• [Your assignment]: Please say how many lines in the entries below hold the string "green", with no other words.

• [Dataset records]:

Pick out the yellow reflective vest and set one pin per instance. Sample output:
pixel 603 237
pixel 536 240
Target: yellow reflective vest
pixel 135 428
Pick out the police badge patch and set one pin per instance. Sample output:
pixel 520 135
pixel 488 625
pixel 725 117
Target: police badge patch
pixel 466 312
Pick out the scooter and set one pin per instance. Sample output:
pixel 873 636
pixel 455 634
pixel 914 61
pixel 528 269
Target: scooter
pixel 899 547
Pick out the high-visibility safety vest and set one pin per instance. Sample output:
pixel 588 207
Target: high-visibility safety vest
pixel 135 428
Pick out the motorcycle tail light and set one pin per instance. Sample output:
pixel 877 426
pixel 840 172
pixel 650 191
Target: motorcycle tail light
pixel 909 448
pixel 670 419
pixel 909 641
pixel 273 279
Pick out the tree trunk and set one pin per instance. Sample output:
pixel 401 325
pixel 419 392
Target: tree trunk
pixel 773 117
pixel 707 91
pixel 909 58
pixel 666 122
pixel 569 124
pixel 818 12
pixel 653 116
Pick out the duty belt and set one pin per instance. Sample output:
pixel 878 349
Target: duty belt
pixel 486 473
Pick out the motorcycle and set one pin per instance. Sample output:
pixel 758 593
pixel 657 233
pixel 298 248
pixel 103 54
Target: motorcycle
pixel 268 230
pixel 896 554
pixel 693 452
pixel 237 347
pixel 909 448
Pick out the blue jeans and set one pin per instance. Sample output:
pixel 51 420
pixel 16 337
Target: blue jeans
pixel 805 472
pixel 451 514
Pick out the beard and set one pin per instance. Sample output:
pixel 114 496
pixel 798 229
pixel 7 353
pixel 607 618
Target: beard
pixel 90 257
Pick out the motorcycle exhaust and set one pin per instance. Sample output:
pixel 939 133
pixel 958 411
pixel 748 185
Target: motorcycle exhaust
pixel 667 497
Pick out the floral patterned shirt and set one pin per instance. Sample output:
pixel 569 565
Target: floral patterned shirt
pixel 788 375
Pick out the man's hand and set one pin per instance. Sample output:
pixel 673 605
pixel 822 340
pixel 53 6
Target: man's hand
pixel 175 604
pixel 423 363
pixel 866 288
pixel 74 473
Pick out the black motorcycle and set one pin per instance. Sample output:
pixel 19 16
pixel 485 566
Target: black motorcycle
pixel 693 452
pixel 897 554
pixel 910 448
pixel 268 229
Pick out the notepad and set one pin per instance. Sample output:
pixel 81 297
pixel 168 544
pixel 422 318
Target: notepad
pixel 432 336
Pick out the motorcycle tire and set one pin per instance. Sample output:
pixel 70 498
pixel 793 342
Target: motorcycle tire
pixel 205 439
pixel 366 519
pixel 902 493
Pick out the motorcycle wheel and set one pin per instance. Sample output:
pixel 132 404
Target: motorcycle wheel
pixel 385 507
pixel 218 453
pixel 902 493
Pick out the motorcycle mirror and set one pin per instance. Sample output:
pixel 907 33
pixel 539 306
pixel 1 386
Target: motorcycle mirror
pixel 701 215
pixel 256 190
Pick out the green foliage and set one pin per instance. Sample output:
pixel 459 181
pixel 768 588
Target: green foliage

• [Reply]: 2